Objective:
Write each line out again exactly as written.

Records for this exercise:

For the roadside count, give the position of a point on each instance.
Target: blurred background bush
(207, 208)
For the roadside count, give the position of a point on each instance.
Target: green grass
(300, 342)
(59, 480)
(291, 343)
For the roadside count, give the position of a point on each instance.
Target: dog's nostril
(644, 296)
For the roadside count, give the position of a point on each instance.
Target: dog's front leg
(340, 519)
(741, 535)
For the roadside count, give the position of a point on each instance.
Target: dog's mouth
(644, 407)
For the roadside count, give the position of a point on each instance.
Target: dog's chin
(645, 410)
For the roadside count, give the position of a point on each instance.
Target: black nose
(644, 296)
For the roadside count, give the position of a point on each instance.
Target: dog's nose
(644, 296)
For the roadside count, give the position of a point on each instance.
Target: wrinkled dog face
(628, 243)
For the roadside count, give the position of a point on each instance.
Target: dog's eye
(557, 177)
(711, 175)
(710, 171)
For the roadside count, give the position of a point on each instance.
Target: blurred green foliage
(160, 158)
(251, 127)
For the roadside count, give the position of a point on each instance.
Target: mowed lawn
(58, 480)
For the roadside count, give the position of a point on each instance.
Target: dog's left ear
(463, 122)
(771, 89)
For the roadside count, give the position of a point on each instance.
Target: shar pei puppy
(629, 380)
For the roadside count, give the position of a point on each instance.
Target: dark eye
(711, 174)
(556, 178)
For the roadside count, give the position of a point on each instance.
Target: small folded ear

Output of the exercise:
For the roadside count, give the position of a point on each instance.
Target: blurred background bush
(207, 208)
For the roadside count, give the position of a point on each instance.
Target: green grass
(300, 342)
(59, 480)
(291, 343)
For the roadside count, give the position of a point on each instance.
Target: dog's nostril
(644, 296)
For the roadside count, give the position of a point on each instance.
Target: dog's front leg
(340, 519)
(741, 535)
For the roadside count, give the position of a point on each instance.
Target: dog's mouth
(644, 407)
For the roadside count, give the position of a point on each instance.
Target: dog's chin
(645, 410)
For the roadside count, give the position of a point on each instance.
Target: black nose
(644, 296)
For the roadside count, give the position of a point on each instance.
Target: dog's nose
(644, 296)
For the roadside count, give the position of a point on each instance.
Target: wrinkled dog face
(628, 243)
For the roadside count, give the position of a point on each instance.
Target: dog's eye
(557, 177)
(711, 175)
(710, 171)
For the roadside count, give the position of a point on each instance.
Target: blurred green foliage
(160, 158)
(251, 127)
For the roadside count, give the position of a point on each instance.
Target: mowed lawn
(58, 480)
For the roadside count, give the position of a point on each instance.
Target: dog's left ear
(463, 122)
(771, 89)
For the roadside count, give the position of a point on each instance.
Target: shar pei puppy
(629, 380)
For the roadside count, give the position of a point on each instance.
Target: dark eye
(711, 174)
(556, 178)
For the roadside count, give the position of a point on each instance.
Target: small folded ear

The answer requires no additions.